_Written exercise_. In the records below, find the line holding "Trace the outline of every instance of the green"; copy it and every line after it to the end, omitting all images.

_Items listed in a dataset_.
:::::

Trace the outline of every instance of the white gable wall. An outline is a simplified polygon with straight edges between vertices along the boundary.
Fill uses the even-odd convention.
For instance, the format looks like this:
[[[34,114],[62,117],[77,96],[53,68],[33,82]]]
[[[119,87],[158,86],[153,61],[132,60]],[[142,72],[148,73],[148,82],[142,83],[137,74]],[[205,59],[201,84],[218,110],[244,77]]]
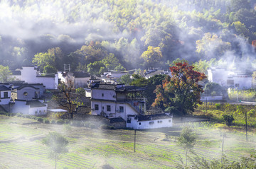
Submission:
[[[4,98],[4,93],[8,93],[8,97]],[[7,105],[11,100],[11,91],[0,91],[0,105]]]

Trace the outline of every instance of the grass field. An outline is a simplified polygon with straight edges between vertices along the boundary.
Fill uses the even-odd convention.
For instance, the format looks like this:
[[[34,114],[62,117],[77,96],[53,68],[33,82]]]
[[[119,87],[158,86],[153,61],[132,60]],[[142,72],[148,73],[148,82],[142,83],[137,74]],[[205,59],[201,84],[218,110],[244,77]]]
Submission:
[[[220,158],[223,132],[227,133],[224,151],[229,160],[254,153],[256,139],[252,133],[246,142],[243,132],[204,126],[207,124],[191,124],[198,135],[194,148],[197,155],[209,160]],[[134,153],[133,130],[92,129],[1,115],[0,168],[54,168],[54,161],[41,144],[53,131],[69,141],[69,151],[58,161],[58,168],[175,168],[178,156],[184,156],[183,148],[175,142],[181,130],[137,131]]]

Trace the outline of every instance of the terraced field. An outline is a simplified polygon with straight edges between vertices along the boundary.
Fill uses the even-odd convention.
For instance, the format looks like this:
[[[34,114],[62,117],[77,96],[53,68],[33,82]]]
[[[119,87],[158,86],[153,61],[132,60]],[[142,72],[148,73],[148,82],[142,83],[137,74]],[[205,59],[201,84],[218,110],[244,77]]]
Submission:
[[[41,139],[56,131],[69,141],[69,152],[58,161],[58,168],[174,168],[183,150],[175,140],[181,129],[137,131],[134,152],[132,130],[92,129],[38,123],[30,119],[0,116],[0,168],[54,168]],[[196,127],[198,140],[194,152],[213,159],[221,155],[222,133]],[[227,132],[227,131],[226,131]],[[242,133],[227,133],[225,153],[230,161],[254,153],[256,139],[248,142]]]

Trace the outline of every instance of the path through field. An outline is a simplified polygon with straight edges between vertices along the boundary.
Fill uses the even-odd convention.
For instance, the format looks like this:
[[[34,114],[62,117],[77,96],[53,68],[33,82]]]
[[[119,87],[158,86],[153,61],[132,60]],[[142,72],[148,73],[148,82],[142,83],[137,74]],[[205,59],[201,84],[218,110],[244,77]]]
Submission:
[[[30,119],[0,116],[0,168],[54,168],[41,139],[56,131],[69,141],[69,152],[58,161],[58,168],[174,168],[182,148],[175,140],[180,128],[137,131],[134,152],[133,130],[92,129],[38,123]],[[207,159],[220,158],[221,132],[196,128],[194,152]],[[225,153],[230,161],[252,153],[254,136],[245,144],[242,134],[227,134]]]

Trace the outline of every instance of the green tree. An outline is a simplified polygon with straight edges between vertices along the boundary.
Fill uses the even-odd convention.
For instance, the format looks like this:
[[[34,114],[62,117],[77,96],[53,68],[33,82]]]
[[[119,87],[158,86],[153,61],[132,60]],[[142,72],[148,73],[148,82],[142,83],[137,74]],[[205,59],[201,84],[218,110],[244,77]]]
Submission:
[[[83,88],[78,88],[77,89],[75,89],[75,93],[82,95],[85,95],[85,90]]]
[[[129,74],[127,74],[121,76],[120,79],[119,79],[118,83],[124,83],[125,85],[130,85],[132,81],[131,78],[131,75]]]
[[[192,112],[202,103],[200,98],[203,91],[198,81],[206,78],[193,69],[187,62],[170,67],[171,77],[167,76],[163,84],[156,86],[156,98],[152,105],[162,109],[175,107],[180,115]]]
[[[144,59],[146,66],[153,67],[156,63],[158,64],[161,63],[163,55],[159,47],[149,46],[141,57]]]
[[[55,65],[55,57],[53,54],[49,52],[41,52],[35,54],[33,58],[32,62],[36,64],[36,66],[39,66],[41,70],[43,70],[44,66]]]
[[[55,168],[57,168],[57,160],[61,153],[68,152],[68,140],[60,134],[54,132],[50,132],[42,141],[43,144],[46,145],[50,150],[50,157],[55,159]]]
[[[8,76],[11,75],[11,72],[9,70],[9,66],[4,66],[3,65],[0,64],[0,82],[6,82],[8,80]]]
[[[181,136],[178,138],[178,145],[185,150],[186,166],[188,162],[188,152],[191,151],[196,142],[196,134],[189,127],[182,129]]]
[[[43,67],[43,74],[55,74],[57,73],[57,69],[56,68],[50,66],[50,65],[46,65],[46,66]]]

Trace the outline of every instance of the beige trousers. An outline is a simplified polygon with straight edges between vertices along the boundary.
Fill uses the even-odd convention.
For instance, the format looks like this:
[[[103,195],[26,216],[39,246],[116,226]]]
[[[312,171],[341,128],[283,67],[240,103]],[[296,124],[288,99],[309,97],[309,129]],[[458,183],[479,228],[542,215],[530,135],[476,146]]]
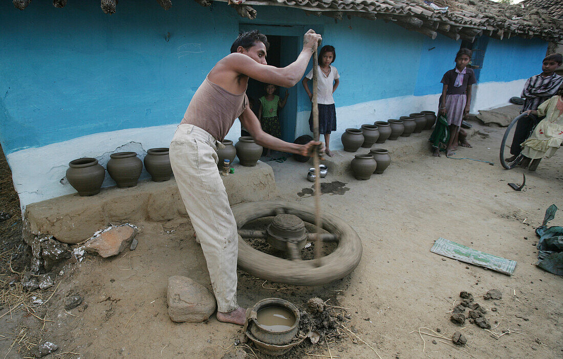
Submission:
[[[193,125],[178,126],[170,143],[170,164],[186,210],[207,262],[217,309],[227,312],[236,303],[238,234],[223,180],[217,167],[223,144]]]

:::::

_Correct answer_.
Trace the outline of every instance of the green tree. An outline is a simplified polygon with straight edges between vertices along the boundary.
Fill uses the even-odd convention.
For instance, the format looks like this:
[[[34,114],[62,117],[77,96],[53,68],[33,82]]]
[[[119,87],[158,86],[153,61],[132,60]],[[142,72],[148,73],[148,82],[142,83],[137,74]],[[205,59],[201,84],[218,110],[244,77]]]
Submission:
[[[83,88],[78,88],[77,89],[75,89],[75,93],[82,95],[85,95],[85,90]]]
[[[129,74],[127,74],[121,76],[120,79],[119,79],[118,83],[124,83],[125,85],[130,85],[132,81],[131,78],[131,75]]]
[[[192,112],[202,103],[200,98],[203,91],[198,81],[206,78],[193,69],[187,62],[170,67],[171,77],[167,76],[163,84],[156,86],[156,98],[152,105],[162,109],[175,107],[180,115]]]
[[[144,59],[146,66],[153,67],[156,63],[158,64],[161,63],[163,55],[159,47],[149,46],[141,57]]]
[[[55,65],[55,57],[53,54],[49,52],[41,52],[35,54],[33,58],[32,62],[36,64],[36,66],[39,66],[41,70],[43,70],[44,66]]]
[[[55,168],[57,168],[57,160],[61,153],[68,152],[68,140],[60,134],[54,132],[50,132],[42,141],[43,144],[46,145],[50,150],[50,157],[55,159]]]
[[[8,76],[11,75],[11,72],[9,70],[9,66],[4,66],[3,65],[0,64],[0,82],[6,82],[8,80]]]
[[[181,136],[178,138],[178,145],[185,150],[186,166],[188,162],[188,152],[191,151],[196,142],[196,134],[189,127],[182,129]]]
[[[43,67],[43,74],[55,74],[57,73],[57,69],[56,68],[50,66],[50,65],[46,65],[46,66]]]

Trace the outline of every instance of the beige trousers. An outline is a simplified polygon with straight edges between vertices along the boundary.
Fill uses the even-odd convention.
For instance, the format looks like this:
[[[103,195],[26,216],[39,246],[116,226]]]
[[[312,171],[341,128],[283,67],[240,103]],[[296,124],[288,99],[309,97],[309,129]],[[458,183],[479,228],[542,215],[530,135],[476,146]]]
Submission:
[[[193,125],[178,126],[170,143],[170,164],[186,210],[207,262],[217,309],[227,312],[236,303],[238,234],[223,180],[217,167],[223,144]]]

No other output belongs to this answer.